- Görev: Aşağıdaki kaynak metni baştan sona, tek bir harfini bile değiştirmeden yazıya geçirin.

Felsefi düzeyde yani yüksek derecelerde çalışmak isteyen üstatlar, locaları ile olan ilişkileri düzgünse yüksek derecelerde çalışmaya başlayıp aynı yöntemle ilerleyebilirler.
Simgesel derecelerden yüksek derecelere geçiş nasıl oluyor?
Bu bakımdan önce örgütlenmenin tarzına bakmak gerekir.
Yüksek derecelerden söz edince, elbette ortada bir rit var… Bazı ritlerde tüm dereceler bir bütün halindedir. Dolayısıyla o uygulamalarda yüksek dereceler simgesel derecelerin devamı gibidir. Çoğunda ise simgesel dereceler ve yüksek dereceler ayrı örgütlenmelerdir. Bazı yüksek derece örgütlerinin belli simgesel derece örgütleriyle ilişkisi ya da bağlantısı vardır; bazılarının yoktur. Böyle bir bağlantı yoksa, üstat derecesindeki bir mason yüksek derecelerde çalışmak istediğinden gider, oraya başvuruda bulunur. Bağlantı varsa bile bunun uygulandığı örnekler vardır ama kiminde de tersine yani ilgili masonun başvurusunu büyük locaya iletmesi, büyük locanın da bunu yüksek derece örgütüne aktarması gerekir.
Ancak her durumda, yüksek dereceleri yöneten örgüt, her üstat dereceli masonu kendi bünyesine almak zorunda değildir. Bu bakımdan bağımsızdır.
Masonlukta bir “çalışma” hazırlamak için çok geniş bilgi sahibi olmak mı gerekir?

- Toplanan Veriler:
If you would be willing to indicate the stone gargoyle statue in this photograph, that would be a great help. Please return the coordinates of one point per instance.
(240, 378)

- Yazılı Cevap:
Felsefi düzeyde yani yüksek derecelerde çalışmak isteyen üstatlar, locaları ile olan ilişkileri düzgünse yüksek derecelerde çalışmaya başlayıp aynı yöntemle ilerleyebilirler.
Simgesel derecelerden yüksek derecelere geçiş nasıl oluyor?
Bu bakımdan önce örgütlenmenin tarzına bakmak gerekir.
Yüksek derecelerden söz edince, elbette ortada bir rit var… Bazı ritlerde tüm dereceler bir bütün halindedir. Dolayısıyla o uygulamalarda yüksek dereceler simgesel derecelerin devamı gibidir. Çoğunda ise simgesel dereceler ve yüksek dereceler ayrı örgütlenmelerdir. Bazı yüksek derece örgütlerinin belli simgesel derece örgütleriyle ilişkisi ya da bağlantısı vardır; bazılarının yoktur. Böyle bir bağlantı yoksa, üstat derecesindeki bir mason yüksek derecelerde çalışmak istediğinden gider, oraya başvuruda bulunur. Bağlantı varsa bile bunun uygulandığı örnekler vardır ama kiminde de tersine yani ilgili masonun başvurusunu büyük locaya iletmesi, büyük locanın da bunu yüksek derece örgütüne aktarması gerekir.
Ancak her durumda, yüksek dereceleri yöneten örgüt, her üstat dereceli masonu kendi bünyesine almak zorunda değildir. Bu bakımdan bağımsızdır.
Masonlukta bir “çalışma” hazırlamak için çok geniş bilgi sahibi olmak mı gerekir?